═══ Material for the task ═══

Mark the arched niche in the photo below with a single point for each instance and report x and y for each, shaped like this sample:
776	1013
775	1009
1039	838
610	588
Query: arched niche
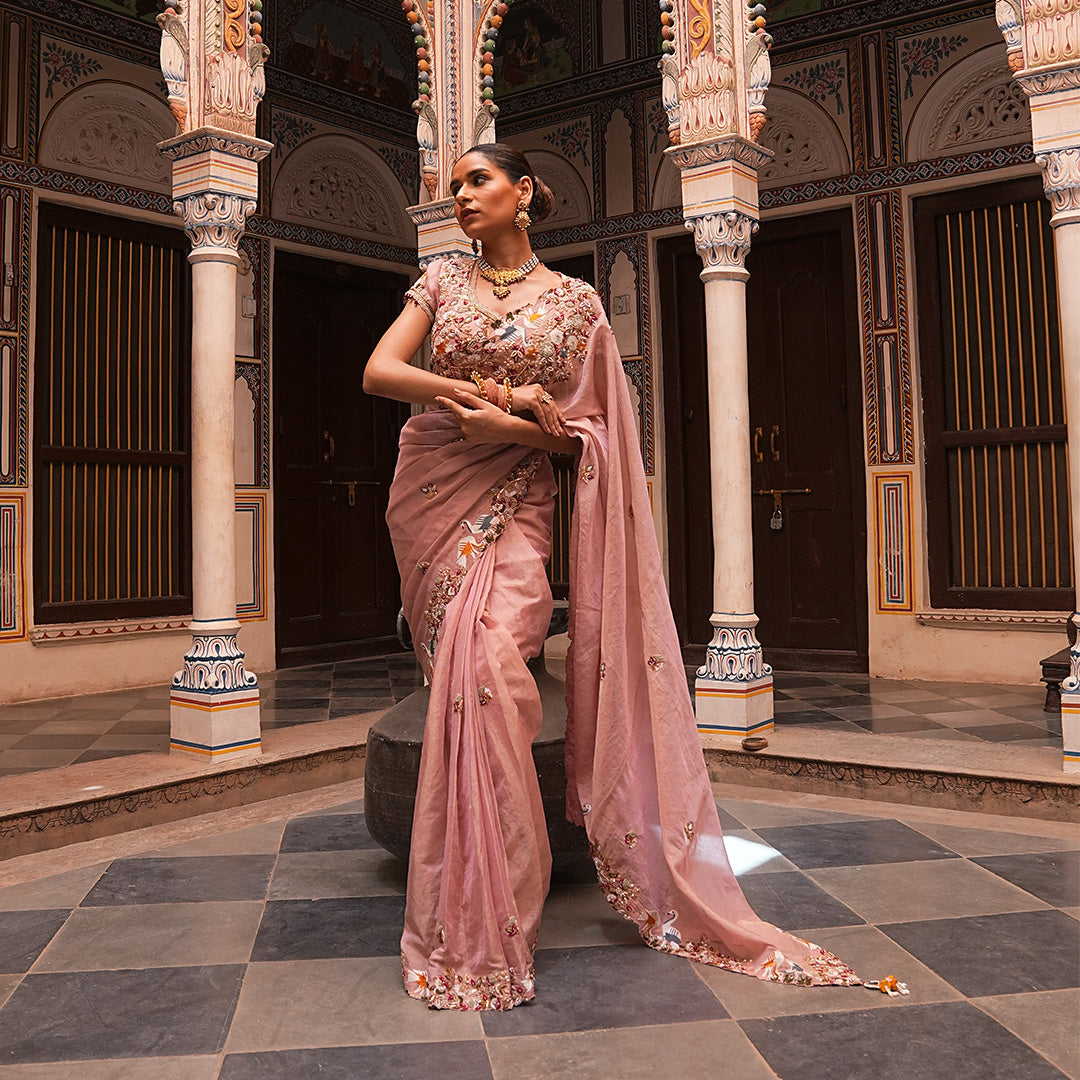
974	105
339	184
804	138
574	203
110	131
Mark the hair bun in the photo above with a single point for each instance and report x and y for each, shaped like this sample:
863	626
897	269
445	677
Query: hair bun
543	201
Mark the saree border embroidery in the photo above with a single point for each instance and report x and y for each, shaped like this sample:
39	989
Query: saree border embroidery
507	496
472	993
661	933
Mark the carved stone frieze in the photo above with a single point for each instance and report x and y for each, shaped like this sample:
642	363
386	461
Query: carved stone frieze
213	221
110	132
214	662
734	652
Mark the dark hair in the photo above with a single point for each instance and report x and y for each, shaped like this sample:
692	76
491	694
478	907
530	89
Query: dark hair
511	161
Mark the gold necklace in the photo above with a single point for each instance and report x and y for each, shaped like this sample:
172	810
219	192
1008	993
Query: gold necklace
502	278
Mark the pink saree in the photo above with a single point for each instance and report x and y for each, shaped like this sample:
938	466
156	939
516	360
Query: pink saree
471	529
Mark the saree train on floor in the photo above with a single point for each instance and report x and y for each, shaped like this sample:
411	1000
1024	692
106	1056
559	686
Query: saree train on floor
471	528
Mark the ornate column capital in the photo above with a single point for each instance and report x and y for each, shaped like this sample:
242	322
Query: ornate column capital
215	188
1061	180
723	241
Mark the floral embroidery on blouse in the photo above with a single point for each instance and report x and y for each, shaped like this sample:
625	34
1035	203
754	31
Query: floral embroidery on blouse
538	342
505	498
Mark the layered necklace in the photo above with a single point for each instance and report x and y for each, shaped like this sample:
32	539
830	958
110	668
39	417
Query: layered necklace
502	278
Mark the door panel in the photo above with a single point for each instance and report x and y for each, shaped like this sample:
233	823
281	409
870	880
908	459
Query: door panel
337	588
810	578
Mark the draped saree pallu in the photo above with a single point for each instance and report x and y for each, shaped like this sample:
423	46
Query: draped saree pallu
471	529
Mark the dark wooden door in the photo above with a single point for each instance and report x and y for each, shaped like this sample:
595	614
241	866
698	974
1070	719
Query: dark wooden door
809	574
337	588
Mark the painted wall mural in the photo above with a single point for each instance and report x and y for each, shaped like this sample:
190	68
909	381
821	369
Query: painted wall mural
532	50
332	44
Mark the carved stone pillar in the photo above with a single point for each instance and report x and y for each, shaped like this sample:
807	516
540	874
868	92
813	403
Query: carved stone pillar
721	55
212	58
1042	38
455	106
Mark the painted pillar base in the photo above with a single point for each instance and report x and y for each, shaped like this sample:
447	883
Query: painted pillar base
733	688
1070	710
214	702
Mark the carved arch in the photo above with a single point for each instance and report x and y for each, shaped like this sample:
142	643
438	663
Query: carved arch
804	138
974	104
110	131
337	183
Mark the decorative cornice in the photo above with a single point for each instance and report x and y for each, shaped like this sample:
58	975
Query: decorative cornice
205	139
723	241
727	148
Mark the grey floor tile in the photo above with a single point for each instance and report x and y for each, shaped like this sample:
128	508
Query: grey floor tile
973	842
863	948
575	993
750	854
1053	876
860	842
292	1004
1045	1021
185	879
153	935
339	832
260	839
893	1044
59	890
579	915
714	1049
131	1068
988	955
329	929
161	1012
312	875
943	889
791	901
8	984
456	1061
24	935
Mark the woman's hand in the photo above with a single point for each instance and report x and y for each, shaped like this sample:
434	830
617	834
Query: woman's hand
481	421
534	399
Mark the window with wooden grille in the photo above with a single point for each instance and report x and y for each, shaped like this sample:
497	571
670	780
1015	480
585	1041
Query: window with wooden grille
111	419
997	481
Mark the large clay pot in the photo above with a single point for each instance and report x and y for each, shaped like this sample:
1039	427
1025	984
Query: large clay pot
393	766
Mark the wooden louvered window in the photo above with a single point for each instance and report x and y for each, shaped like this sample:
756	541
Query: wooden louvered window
997	480
111	419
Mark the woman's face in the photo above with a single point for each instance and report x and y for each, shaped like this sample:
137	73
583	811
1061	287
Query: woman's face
485	199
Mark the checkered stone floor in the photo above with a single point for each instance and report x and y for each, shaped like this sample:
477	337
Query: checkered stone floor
262	943
48	733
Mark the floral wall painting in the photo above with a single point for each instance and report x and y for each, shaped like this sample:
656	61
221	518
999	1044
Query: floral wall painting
531	51
329	43
792	9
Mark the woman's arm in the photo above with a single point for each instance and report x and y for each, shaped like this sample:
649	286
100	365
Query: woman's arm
390	373
484	422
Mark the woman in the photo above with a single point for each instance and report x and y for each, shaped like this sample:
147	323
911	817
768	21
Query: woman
524	362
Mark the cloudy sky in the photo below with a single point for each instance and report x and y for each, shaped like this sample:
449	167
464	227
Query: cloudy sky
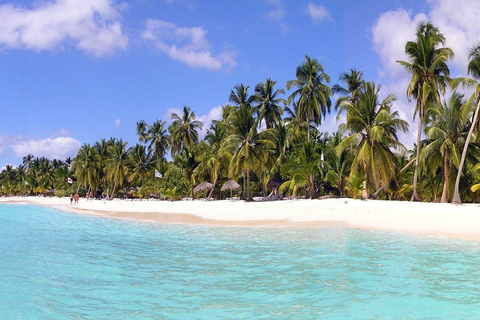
76	71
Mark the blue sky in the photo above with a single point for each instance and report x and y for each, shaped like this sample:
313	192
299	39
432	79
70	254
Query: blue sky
76	71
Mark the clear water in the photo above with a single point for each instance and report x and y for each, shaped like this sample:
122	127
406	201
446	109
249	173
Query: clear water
55	265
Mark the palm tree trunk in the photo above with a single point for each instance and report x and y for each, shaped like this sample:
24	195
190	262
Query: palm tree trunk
113	191
415	174
446	173
456	194
249	195
312	187
211	191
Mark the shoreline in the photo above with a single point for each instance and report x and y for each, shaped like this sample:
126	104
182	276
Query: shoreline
446	220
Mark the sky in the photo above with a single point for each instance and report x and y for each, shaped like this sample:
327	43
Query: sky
77	71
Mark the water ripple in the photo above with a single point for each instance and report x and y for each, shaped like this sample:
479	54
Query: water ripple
56	265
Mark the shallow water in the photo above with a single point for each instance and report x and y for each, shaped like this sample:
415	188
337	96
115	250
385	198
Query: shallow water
56	265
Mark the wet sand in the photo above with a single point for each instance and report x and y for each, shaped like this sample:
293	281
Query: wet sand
455	221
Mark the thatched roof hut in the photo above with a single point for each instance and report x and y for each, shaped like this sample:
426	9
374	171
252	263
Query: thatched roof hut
274	183
231	185
204	186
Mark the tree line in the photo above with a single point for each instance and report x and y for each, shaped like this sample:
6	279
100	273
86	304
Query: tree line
264	135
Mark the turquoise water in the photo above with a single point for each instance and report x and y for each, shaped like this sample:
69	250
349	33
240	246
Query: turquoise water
55	265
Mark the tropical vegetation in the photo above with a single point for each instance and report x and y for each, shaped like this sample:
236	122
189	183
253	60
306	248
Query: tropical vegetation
269	139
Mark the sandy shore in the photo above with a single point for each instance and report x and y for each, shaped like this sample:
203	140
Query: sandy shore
427	218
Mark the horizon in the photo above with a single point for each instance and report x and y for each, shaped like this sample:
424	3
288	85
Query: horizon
75	72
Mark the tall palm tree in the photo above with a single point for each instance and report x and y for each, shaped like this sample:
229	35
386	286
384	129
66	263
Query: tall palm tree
374	130
86	166
251	147
140	161
158	139
117	166
311	92
474	71
430	75
268	100
184	131
445	128
354	85
302	169
239	96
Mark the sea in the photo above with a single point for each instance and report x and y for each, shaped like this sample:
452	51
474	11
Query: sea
58	265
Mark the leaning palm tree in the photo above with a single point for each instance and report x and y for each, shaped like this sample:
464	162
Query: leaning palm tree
302	169
86	166
250	147
268	101
158	139
311	92
140	162
141	130
374	130
430	75
184	131
117	166
445	128
474	70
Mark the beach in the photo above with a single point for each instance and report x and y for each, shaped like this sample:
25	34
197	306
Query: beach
455	221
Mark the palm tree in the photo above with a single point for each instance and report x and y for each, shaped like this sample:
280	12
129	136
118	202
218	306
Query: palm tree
355	84
268	108
184	131
445	128
240	97
140	161
157	136
251	147
474	70
374	130
141	131
302	169
86	166
430	74
117	166
311	91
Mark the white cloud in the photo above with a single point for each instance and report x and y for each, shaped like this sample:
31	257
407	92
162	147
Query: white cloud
214	114
5	167
390	34
456	20
318	13
56	148
93	26
188	45
393	29
279	12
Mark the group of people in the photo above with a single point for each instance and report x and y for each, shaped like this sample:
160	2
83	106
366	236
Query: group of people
76	197
72	197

═══

Give the number of lines in the records above that contain the word "below", and nothing more.

• **Exercise output**: 2